Data provided Block Start

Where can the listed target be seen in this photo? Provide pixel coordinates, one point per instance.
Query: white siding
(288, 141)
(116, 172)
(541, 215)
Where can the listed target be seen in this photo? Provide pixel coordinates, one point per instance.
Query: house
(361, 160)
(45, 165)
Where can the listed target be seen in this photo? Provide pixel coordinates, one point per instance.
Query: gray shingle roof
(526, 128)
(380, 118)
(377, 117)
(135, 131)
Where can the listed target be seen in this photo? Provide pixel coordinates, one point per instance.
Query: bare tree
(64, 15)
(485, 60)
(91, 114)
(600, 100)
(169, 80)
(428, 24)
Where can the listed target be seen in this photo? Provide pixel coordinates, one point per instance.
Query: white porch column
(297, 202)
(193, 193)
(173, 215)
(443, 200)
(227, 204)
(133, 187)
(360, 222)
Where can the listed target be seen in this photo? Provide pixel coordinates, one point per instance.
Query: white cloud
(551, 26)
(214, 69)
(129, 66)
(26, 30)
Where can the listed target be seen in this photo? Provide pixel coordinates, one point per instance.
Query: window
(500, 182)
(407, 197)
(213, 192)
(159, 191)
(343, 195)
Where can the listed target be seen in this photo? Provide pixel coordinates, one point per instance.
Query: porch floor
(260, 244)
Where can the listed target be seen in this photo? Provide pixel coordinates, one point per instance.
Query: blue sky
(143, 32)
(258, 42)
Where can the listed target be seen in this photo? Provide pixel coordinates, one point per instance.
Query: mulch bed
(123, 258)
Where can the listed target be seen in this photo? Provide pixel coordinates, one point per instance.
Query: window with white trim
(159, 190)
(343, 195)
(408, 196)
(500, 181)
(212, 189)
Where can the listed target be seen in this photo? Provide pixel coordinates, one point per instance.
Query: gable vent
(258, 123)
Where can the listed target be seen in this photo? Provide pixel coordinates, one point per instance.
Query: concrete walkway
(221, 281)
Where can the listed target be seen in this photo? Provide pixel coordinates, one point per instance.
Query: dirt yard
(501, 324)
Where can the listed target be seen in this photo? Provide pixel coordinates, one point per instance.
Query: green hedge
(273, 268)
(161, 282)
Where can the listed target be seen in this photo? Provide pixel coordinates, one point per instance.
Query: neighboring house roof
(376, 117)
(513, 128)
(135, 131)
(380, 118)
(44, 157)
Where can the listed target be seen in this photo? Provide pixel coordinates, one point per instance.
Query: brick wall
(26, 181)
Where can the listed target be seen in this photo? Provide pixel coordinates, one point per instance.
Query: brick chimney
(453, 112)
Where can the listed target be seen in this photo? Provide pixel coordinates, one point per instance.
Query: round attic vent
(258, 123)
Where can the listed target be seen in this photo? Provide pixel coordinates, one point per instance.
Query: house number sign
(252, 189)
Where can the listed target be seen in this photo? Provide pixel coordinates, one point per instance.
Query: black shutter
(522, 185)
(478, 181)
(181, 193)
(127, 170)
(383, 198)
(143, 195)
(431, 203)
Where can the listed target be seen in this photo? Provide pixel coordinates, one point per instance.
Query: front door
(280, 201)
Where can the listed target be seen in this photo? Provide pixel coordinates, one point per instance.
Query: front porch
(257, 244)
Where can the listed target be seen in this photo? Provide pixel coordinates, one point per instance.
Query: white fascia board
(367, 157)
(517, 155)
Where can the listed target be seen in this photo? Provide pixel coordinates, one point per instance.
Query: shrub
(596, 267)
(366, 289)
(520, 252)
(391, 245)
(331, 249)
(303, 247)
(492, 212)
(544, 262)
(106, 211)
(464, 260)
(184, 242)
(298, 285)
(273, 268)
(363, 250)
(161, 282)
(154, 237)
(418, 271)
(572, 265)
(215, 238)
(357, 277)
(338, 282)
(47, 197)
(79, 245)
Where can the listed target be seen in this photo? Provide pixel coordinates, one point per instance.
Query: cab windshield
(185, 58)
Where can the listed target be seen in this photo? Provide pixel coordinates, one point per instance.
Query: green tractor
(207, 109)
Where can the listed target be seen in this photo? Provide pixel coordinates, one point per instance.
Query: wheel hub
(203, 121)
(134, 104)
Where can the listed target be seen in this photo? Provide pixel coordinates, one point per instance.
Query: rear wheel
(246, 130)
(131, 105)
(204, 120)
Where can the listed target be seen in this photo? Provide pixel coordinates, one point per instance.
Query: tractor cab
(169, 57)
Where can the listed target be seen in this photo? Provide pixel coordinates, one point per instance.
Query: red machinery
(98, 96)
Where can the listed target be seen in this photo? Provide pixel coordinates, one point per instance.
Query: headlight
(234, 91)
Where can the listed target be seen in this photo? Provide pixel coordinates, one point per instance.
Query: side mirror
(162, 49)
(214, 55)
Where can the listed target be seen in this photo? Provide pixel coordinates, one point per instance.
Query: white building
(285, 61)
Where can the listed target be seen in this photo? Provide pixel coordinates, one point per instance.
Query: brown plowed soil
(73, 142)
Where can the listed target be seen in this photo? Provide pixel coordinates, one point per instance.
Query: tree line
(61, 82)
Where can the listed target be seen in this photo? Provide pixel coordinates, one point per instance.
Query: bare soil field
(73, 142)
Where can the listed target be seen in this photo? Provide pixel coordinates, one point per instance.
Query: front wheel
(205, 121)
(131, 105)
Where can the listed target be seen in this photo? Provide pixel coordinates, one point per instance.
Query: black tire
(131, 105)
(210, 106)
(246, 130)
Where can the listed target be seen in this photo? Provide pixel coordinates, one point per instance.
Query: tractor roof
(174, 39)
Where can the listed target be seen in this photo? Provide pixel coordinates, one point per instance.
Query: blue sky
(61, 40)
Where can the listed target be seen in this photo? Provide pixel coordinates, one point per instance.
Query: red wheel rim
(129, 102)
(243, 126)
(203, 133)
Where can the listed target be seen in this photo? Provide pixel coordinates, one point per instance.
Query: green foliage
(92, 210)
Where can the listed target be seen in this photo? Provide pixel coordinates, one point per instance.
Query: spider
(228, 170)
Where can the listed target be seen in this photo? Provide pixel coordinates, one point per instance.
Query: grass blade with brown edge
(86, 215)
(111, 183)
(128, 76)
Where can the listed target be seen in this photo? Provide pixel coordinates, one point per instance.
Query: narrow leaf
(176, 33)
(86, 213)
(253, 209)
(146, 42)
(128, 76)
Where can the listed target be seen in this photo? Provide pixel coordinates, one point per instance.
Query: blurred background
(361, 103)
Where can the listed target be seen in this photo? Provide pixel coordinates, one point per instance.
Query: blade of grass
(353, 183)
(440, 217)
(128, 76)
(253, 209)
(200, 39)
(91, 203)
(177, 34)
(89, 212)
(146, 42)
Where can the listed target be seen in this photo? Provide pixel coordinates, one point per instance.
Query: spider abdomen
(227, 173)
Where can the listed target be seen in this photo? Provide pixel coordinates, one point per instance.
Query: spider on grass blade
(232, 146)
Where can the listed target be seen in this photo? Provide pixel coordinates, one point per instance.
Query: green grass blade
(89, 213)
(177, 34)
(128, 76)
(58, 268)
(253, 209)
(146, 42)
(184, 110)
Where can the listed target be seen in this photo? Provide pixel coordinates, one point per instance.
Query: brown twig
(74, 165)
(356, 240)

Data provided Block End

* _Instructions for the task_
Write the data out again. Match it exactly.

* _Answer to this problem_
Where can the listed target be seen in this photo? Provide pixel coordinates, one point per instance.
Query: white siding
(288, 141)
(116, 172)
(541, 215)
Where can the listed target be seen in this photo? Provide pixel coordinates, one point per instance.
Query: house
(361, 160)
(45, 165)
Where can the listed target be seen in this photo? Provide pixel coordinates, one point per instance.
Query: gray shingle roof
(526, 128)
(380, 118)
(377, 117)
(135, 131)
Where can the listed target be seen in this photo? Provide pixel coordinates, one point per instance.
Query: bare tree
(64, 15)
(485, 60)
(91, 114)
(600, 100)
(169, 80)
(428, 24)
Where can the listed target be seen in this photo? Provide pixel coordinates, one point per instance.
Query: white porch column
(297, 202)
(193, 193)
(173, 215)
(443, 200)
(227, 204)
(133, 187)
(360, 222)
Where can the listed target be seen in this photo? Provide pixel coordinates, one point per instance.
Query: white cloud
(551, 26)
(214, 69)
(129, 66)
(26, 30)
Where can the listed target be seen in this photo? Provide pixel coordinates, one point per instance.
Query: window
(500, 182)
(407, 197)
(213, 192)
(159, 191)
(343, 195)
Where can the listed target be seen in this photo? Provide pixel coordinates, one point per instance.
Query: porch floor
(260, 244)
Where can the listed target be seen in this photo? Provide pixel coordinates, one point per instance.
Query: blue sky
(143, 32)
(258, 42)
Where can the listed target be seen in this photo? Provide pixel coordinates, one point per instance.
Query: mulch bed
(123, 258)
Where can the listed target be seen in this photo? Provide pixel coordinates, one point per instance.
Query: window with white trim
(159, 190)
(343, 195)
(408, 196)
(500, 181)
(212, 189)
Where can the listed target be seen in this photo? Provide pixel coordinates, one point per instance.
Query: gable vent
(258, 123)
Where can the listed target be seen in this photo? Provide pixel coordinates, one point per instance.
Query: concrete walkway
(221, 281)
Where can the listed target be seen in this photo? Provide pixel coordinates, one point per instance.
Query: dirt yard
(501, 324)
Where can the listed target be seen in this photo? Provide pixel coordinates, one point per instance.
Query: green hedge
(273, 268)
(161, 282)
Where can the listed target be seen in this photo? Provide pixel coordinates, one point per instance.
Query: neighboring house roof
(376, 117)
(513, 128)
(135, 131)
(380, 118)
(44, 157)
Where can the listed target be seen in this photo? Provide pixel coordinates, one point per instance.
Query: brick wall
(26, 181)
Where can the listed target be seen in this photo? Provide pixel coordinates, one point per instance.
Query: brick chimney
(453, 112)
Where can the listed target be seen in this photo? Provide pixel coordinates, one point per instance.
Query: round attic vent
(258, 123)
Where can the listed target be seen in this photo? Provide pixel coordinates, one point per instance.
Query: house number sign
(252, 189)
Where can the listed target be seen in this photo? Provide pixel coordinates, one point per instance.
Query: black shutter
(522, 185)
(478, 181)
(181, 193)
(127, 170)
(383, 198)
(143, 195)
(431, 203)
Where can the listed target be seen in this photo? Provide pixel coordinates, one point per instance.
Query: front door
(280, 201)
Where can the listed target be seen in this photo? Provide pixel coordinates, one point per instance.
Query: front porch
(257, 244)
Where can the listed target be seen in this photo? Provide pixel coordinates, one point per instance.
Query: white fascia board
(367, 157)
(517, 155)
Where can the listed target be seen in this photo? Provide pixel coordinates, one point per instance.
Query: shrub
(596, 267)
(366, 289)
(520, 252)
(391, 245)
(331, 249)
(303, 247)
(492, 212)
(544, 262)
(106, 211)
(464, 260)
(184, 242)
(298, 285)
(273, 268)
(363, 250)
(161, 282)
(154, 237)
(418, 271)
(572, 265)
(215, 238)
(357, 277)
(338, 282)
(47, 197)
(79, 245)
Where can the listed target be seen in this photo? Provide pixel coordinates, one point per instance.
Query: cab windshield
(185, 58)
Where can the listed target be seen in this photo? Provide pixel coordinates, one point per instance.
Query: green tractor
(207, 109)
Where can the listed target be seen in this photo? Provide pixel coordinates, one point per instance.
Query: wheel hub
(203, 121)
(134, 104)
Where can the listed target be seen in this photo? Provide pixel coordinates, one point per instance.
Query: rear wheel
(246, 130)
(131, 105)
(204, 120)
Where can the listed target be seen in this photo? Provide pixel coordinates, one point per instance.
Query: tractor cab
(169, 57)
Where can the listed target be seen in this photo? Provide pixel coordinates, one point per instance.
Query: red machinery
(98, 96)
Where can the listed target be seen in this photo? Provide pixel coordinates, one point per instance.
Query: headlight
(234, 91)
Where can the listed target be seen in this photo? Provide pixel coordinates, one point per instance.
Query: side mirror
(162, 49)
(214, 55)
Where can the listed target be seen in this photo? Provide pixel coordinates, one point per instance.
Query: white building
(285, 61)
Where can the listed target be seen in this photo? Provide pixel coordinates, one point per instance.
Query: brown plowed soil
(73, 142)
Where can the listed target be seen in this photo? Provide pixel coordinates, one point per instance.
Query: tree line
(61, 82)
Where can the listed target be seen in this photo? Provide pixel coordinates, one point per instance.
Query: bare soil field
(73, 142)
Where can the listed target be seen in this photo? Provide pixel coordinates, one point per instance.
Query: front wheel
(205, 121)
(131, 105)
Where can the listed target be seen in this photo? Provide pixel coordinates, one point per instance.
Query: black tire
(131, 105)
(210, 106)
(246, 130)
Where can the listed target be seen in this photo? Provide pixel coordinates, one point per instance.
Query: tractor roof
(174, 39)
Where can the listed target be seen in this photo? Provide pixel coordinates, one point per instance.
Query: blue sky
(61, 40)
Where can the listed target be seen in this photo? Provide pixel coordinates, one point per instance.
Query: red wheel rim
(129, 102)
(243, 126)
(203, 133)
Where can the listed target be seen in this photo? Provide pixel coordinates, one point per instance.
Query: green foliage
(92, 210)
Where can the listed target be seen in this photo? Provide pixel coordinates, one point per instance.
Query: spider
(228, 170)
Where can the listed target be seen in this photo? Provide pixel coordinates, one point per instance.
Query: grass blade with brown edge
(86, 215)
(111, 183)
(128, 76)
Where can the listed target be seen in this photo? Provide pixel coordinates, one point per instance.
Query: narrow leaf
(176, 33)
(86, 213)
(253, 209)
(146, 42)
(128, 76)
Where can the listed target be seen in this photo? Provide pixel coordinates, one point per instance.
Query: blurred background
(361, 103)
Where can the listed target be seen in this photo? Provide pixel coordinates, one point per instance.
Query: blade of grass
(353, 183)
(440, 217)
(128, 76)
(253, 209)
(200, 39)
(91, 203)
(177, 34)
(89, 212)
(146, 42)
Where can the listed target be seen in this photo? Provide pixel coordinates, one point per instance.
Query: spider abdomen
(227, 173)
Where can the listed target be seen in this photo? Provide pixel coordinates, one point per instance.
Query: spider on grass blade
(232, 146)
Where can the listed target be seen in this photo? Provide pixel coordinates, one point per instance.
Query: green grass blade
(89, 213)
(177, 34)
(128, 76)
(58, 268)
(253, 209)
(146, 42)
(184, 110)
Where can the listed target be seen in this photo? Provide pixel coordinates, one point per instance.
Query: brown twig
(74, 165)
(356, 240)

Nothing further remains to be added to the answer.